> _Text block_
───

But exile is not only about alienation. People in exile, as the twice-exiled Cuban poet Octavio Armand once observed, "always carry along their homes: the language, customs, traditions of their countries. They transpose and translate: they live between two shores. Their homes and landscapes live within them, although they are no longer places of physical dwelling."
Seen in this light, the lack of a pressing need to return to Cuba is, for Nilo Cruz (pronounced knee-low), a reflection of how, in a profound and spiritual way, he has always kept strong ties to the island--and how through his writing practice, he has never forsaken it. In play after play, Cruz paints a portrait of cubania--of Cubanness--as a window out of the four walls of estrangement. His theatre is a form of escape, a flight from separation, displacement and cultural fragmentation.

───

> _Data_
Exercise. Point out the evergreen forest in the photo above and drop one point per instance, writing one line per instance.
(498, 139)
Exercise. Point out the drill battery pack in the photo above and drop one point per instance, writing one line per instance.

───

Extend the passage about Nilo Cruz and exile, beginning right after its last sentence.

In his plays, Cruz almost always journeys back to Cuba, even when the play is not set there. Cruz, who was raised in Miami and now lives in Manhattan, is no less Cuban for keeping a geographic distance between himself and the tropical island of his childhood. In Dancing on Her Knees, A Park in Our House, Two Sisters and a Piano, Hortensia and the Museum of Dreams and now the Pulitzer-winning Anna in the Tropics, Cruz reconnects with the richness of his culture and the paradoxes of his identity. His artistic creations give voice to the stories, struggles and sensibilities of Cubans with nuance, great sensitivity and a hothouse theatricality.
And he writes about Cuba like a dream. His words burn with the heat of visceral imagery and lyrical emotion. His plays, even the most naturalistic ones, have something of a well-made quality to them, but they bleed into something else; they seep with magic and mysticism. Like Federico Garcia Lorca and Gabriel Garcia Marquez, Cruz fills his writing with symbols and metaphors, allusions to literature and references to nature--the fragrance of guavas, the wet air of the bay, the sweetness of jasmine flowers, the veins coursing through a man's arms "like a Roman aqueduct."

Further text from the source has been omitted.